Please return the full listing below without altering anything.

:: Exercise inputs

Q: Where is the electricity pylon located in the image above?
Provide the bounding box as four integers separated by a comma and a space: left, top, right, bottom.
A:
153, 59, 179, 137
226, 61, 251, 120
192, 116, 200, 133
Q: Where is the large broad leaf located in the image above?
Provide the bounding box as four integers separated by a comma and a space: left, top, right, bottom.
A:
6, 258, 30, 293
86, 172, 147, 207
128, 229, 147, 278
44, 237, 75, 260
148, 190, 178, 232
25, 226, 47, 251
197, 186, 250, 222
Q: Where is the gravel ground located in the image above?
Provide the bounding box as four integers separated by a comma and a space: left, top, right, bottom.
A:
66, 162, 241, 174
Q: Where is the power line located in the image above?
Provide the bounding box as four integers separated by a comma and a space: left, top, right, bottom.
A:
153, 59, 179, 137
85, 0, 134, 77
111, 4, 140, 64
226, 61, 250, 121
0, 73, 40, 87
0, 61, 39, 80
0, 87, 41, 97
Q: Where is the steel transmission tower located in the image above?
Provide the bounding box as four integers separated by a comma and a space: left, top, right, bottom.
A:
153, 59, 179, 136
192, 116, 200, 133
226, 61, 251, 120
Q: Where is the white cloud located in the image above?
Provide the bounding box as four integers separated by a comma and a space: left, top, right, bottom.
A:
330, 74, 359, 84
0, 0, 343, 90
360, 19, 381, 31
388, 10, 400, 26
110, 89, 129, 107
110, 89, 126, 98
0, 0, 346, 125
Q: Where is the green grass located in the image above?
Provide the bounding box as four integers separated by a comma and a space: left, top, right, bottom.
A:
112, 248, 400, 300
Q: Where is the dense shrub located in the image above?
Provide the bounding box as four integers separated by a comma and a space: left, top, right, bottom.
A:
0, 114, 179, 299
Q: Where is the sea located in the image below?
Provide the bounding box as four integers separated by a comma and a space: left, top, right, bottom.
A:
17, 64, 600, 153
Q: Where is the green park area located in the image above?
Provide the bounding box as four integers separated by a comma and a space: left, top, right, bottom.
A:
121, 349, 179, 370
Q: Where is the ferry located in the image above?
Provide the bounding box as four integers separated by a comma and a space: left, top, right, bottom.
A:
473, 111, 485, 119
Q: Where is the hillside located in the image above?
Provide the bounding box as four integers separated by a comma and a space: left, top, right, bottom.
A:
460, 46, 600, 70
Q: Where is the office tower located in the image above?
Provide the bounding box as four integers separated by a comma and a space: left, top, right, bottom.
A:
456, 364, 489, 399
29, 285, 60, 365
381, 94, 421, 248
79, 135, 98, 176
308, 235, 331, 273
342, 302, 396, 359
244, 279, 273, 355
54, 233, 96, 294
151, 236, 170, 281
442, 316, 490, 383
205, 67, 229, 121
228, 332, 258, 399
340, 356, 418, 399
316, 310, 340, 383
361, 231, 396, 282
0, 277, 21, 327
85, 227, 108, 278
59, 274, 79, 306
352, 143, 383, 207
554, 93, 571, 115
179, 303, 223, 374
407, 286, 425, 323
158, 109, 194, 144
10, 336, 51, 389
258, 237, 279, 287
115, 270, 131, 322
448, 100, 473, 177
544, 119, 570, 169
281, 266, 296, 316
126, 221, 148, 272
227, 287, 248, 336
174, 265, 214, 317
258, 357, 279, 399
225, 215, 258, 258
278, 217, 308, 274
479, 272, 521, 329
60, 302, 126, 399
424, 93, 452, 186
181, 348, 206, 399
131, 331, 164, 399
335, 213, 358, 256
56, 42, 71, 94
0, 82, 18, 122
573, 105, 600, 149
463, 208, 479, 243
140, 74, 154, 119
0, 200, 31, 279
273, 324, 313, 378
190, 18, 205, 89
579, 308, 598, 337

::::

> **Output of the task**:
Q: Where is the electricity pylon located in the image above?
Provide the bounding box as four integers separated by a comma and a space: left, top, right, bottom.
A:
153, 59, 179, 137
226, 61, 251, 120
192, 116, 200, 133
Q: Where is the large broad leaf located in the image above?
Provide the bounding box as four integers separated by a comma and a space: left, top, right, bottom.
A:
6, 258, 30, 293
86, 172, 147, 207
128, 229, 147, 278
44, 237, 75, 260
148, 190, 178, 232
25, 226, 47, 251
197, 186, 250, 222
Q: Where is the gravel ground located in the image above?
Provide the bounding box as four integers separated by a comma and a space: left, top, right, bottom.
A:
66, 162, 241, 174
Q: Where is the power line located in the image above?
Provide the bounding box as four integers separated by a comma and a space: left, top, right, bottom.
A:
153, 59, 179, 137
85, 0, 134, 77
111, 4, 140, 64
226, 61, 250, 121
0, 73, 40, 87
0, 61, 39, 80
0, 87, 41, 97
Q: Where is the steel transmission tower located in the image above?
Provide the bounding box as four integers separated by a comma and a space: left, top, right, bottom.
A:
153, 59, 179, 136
192, 116, 200, 133
226, 61, 251, 120
Q: Where is the white cloud located in the image above?
Provide the bounding box as four integers separated by a comma and a space: left, top, right, bottom.
A:
330, 74, 359, 84
0, 0, 343, 90
360, 19, 381, 31
388, 10, 400, 26
110, 89, 129, 107
110, 89, 126, 98
0, 0, 346, 125
Q: Where is the green grass located in the image above?
Provide the bounding box as four integers separated by a comma and a space: left, top, right, bottom.
A:
112, 248, 400, 300
Q: Where is the dense shrub located in the image above?
Provide the bounding box as four integers separated by a comma and a space: left, top, right, bottom.
A:
0, 114, 179, 299
Q: Where is the sea located in the image below?
Provide the bounding box as four integers separated by a comma and a space: left, top, right, bottom.
A:
17, 64, 600, 153
Q: Where is the green park area located in the image above?
Provide the bounding box as four integers separated by a comma and a space: left, top, right, bottom.
A:
121, 349, 179, 370
Q: Where is the ferry located in the image above?
Provide the bounding box as four integers separated by a comma and a space: left, top, right, bottom.
A:
473, 111, 485, 119
Q: Where is the hillside located in the image above?
Provide the bounding box as four integers separated by a comma and a space: left, top, right, bottom.
A:
460, 46, 600, 70
Q: Where is the office tower located in the image above?
Provide the bounding box as four integers separated by a comma and a space: left, top, right, bottom.
A:
456, 364, 489, 399
29, 285, 60, 365
381, 94, 421, 248
79, 135, 98, 176
308, 235, 331, 273
342, 302, 396, 359
244, 279, 273, 355
54, 233, 96, 294
151, 236, 170, 281
442, 316, 490, 383
205, 67, 229, 121
228, 332, 258, 399
340, 356, 418, 399
316, 310, 340, 383
361, 231, 396, 282
0, 277, 21, 327
85, 227, 108, 278
59, 274, 79, 306
352, 143, 383, 207
554, 93, 571, 115
179, 303, 223, 374
407, 286, 425, 323
158, 109, 194, 144
10, 336, 51, 389
258, 237, 279, 287
115, 270, 131, 322
448, 100, 473, 177
544, 119, 570, 169
281, 266, 296, 316
126, 221, 148, 272
227, 287, 248, 336
174, 265, 214, 317
258, 357, 279, 399
225, 215, 258, 258
278, 217, 308, 274
479, 272, 521, 329
60, 302, 126, 399
424, 93, 452, 186
181, 348, 206, 399
131, 331, 164, 399
335, 213, 358, 256
56, 42, 71, 94
0, 82, 18, 122
573, 105, 600, 149
463, 208, 479, 243
140, 74, 154, 119
0, 200, 31, 279
273, 324, 313, 378
190, 18, 205, 89
579, 308, 598, 337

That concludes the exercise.